--- BEGIN ---
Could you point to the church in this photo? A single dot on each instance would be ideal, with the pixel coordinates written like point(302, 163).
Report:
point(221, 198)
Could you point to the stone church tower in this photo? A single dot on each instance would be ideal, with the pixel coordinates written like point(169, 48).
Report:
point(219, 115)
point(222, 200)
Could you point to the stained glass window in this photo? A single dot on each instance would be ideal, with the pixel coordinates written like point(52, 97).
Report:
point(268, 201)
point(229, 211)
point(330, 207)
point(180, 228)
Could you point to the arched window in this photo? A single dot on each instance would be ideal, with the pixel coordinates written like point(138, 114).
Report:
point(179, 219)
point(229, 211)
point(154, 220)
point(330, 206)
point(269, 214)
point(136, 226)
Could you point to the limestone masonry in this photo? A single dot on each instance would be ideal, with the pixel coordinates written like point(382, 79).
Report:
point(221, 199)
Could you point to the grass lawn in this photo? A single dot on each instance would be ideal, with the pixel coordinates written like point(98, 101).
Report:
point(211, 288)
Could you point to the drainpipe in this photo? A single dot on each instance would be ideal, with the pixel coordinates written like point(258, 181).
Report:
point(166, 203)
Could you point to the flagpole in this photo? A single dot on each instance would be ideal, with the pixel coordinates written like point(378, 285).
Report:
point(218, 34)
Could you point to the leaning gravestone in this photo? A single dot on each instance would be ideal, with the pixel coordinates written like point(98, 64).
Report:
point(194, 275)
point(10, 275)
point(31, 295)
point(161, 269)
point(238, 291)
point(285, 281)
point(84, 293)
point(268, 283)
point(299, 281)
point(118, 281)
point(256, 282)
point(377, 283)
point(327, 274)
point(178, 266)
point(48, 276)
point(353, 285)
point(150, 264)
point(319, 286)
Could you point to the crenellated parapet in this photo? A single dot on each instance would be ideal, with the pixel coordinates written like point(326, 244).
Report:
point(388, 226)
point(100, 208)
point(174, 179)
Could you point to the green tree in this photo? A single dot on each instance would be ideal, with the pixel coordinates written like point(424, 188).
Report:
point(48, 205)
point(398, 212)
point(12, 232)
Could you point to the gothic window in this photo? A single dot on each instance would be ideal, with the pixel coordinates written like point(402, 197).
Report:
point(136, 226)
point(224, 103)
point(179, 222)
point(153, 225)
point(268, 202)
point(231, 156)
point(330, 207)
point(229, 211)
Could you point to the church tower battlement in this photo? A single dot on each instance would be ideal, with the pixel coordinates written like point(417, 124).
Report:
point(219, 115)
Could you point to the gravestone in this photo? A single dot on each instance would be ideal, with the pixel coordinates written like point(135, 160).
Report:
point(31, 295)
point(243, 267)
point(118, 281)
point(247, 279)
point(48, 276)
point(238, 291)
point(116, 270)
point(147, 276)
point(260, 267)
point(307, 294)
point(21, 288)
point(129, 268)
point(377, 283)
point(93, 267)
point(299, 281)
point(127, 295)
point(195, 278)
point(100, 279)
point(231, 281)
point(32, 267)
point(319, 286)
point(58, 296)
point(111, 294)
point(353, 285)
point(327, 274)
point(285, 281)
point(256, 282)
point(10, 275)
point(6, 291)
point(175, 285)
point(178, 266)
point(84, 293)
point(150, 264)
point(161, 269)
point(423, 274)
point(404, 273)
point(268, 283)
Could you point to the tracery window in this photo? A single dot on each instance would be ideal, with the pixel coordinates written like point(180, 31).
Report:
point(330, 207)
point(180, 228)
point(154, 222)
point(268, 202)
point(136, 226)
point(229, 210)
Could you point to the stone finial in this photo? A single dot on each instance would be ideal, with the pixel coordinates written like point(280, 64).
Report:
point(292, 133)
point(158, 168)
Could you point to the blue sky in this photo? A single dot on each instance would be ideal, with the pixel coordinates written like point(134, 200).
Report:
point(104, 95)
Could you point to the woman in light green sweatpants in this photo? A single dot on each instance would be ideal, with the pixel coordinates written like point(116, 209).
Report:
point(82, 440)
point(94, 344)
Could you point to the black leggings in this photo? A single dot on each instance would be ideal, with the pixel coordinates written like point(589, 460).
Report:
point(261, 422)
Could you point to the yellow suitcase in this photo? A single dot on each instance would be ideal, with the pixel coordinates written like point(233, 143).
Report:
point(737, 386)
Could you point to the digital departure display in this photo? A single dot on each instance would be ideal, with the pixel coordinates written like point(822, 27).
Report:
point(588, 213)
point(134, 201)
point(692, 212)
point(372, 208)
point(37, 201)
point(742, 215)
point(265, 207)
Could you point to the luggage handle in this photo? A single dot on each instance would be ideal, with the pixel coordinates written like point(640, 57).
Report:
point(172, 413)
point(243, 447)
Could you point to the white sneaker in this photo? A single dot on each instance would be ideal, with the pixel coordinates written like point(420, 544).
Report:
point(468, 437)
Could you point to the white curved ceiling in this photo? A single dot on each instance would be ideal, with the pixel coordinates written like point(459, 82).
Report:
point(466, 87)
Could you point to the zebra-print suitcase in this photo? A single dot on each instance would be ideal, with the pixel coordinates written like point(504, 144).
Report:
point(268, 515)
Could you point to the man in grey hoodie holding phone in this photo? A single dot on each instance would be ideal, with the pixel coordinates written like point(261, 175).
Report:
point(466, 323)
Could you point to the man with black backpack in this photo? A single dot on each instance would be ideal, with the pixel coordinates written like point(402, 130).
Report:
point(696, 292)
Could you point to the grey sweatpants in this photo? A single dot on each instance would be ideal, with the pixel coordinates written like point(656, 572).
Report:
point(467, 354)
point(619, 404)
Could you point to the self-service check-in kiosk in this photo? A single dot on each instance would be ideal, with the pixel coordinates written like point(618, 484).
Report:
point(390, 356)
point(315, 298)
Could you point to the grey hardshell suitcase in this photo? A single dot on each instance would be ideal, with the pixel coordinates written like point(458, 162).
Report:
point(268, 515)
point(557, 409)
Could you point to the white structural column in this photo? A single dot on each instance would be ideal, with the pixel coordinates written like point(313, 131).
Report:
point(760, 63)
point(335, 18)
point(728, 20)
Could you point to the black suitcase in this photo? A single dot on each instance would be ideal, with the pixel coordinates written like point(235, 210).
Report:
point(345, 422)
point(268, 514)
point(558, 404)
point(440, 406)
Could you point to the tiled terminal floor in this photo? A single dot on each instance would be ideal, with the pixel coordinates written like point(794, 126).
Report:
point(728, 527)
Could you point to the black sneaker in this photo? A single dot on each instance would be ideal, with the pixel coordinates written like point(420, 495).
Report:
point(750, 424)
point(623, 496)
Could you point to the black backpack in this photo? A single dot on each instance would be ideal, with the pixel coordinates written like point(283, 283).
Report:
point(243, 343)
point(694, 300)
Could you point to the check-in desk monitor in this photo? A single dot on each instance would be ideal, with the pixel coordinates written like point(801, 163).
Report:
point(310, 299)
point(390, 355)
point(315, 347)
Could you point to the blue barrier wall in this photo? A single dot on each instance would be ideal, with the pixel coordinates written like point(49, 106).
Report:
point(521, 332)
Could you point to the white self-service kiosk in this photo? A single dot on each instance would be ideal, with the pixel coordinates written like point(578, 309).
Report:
--- END ---
▶ **Required task**:
Copy everything from the line containing "Could you point to the man in" down to the line containing "point(728, 20)", both included, reproducing each line unchanged.

▶ **Exercise result**:
Could you point to the man in grey hoodie holding phone in this photo? A single dot on each instance would be ideal, with the pixel coordinates written like point(261, 175).
Report:
point(466, 323)
Could you point to the man with black backpack in this photo? A single dot on each instance would be ideal, with the pixel coordinates written like point(402, 130).
Report:
point(696, 292)
Could you point to the grey sweatpants in this photo? A single dot on each instance would be ideal, with the pixel coordinates written like point(656, 572).
Report:
point(467, 354)
point(619, 404)
Could you point to the self-service check-in kiosk in this photo? A single dot on each instance would be ideal, with the pixel coordinates written like point(618, 484).
Report:
point(390, 356)
point(315, 298)
Could you point to the grey hardshell suitcase in this photo? A single dot on each instance would be ideal, with the pixel coordinates written like point(458, 162).
Report:
point(268, 515)
point(557, 409)
Could you point to the white structural column in this photo? A single dot on each instance would be ideal, with the pixel coordinates written like point(313, 131).
Report:
point(760, 63)
point(335, 18)
point(728, 20)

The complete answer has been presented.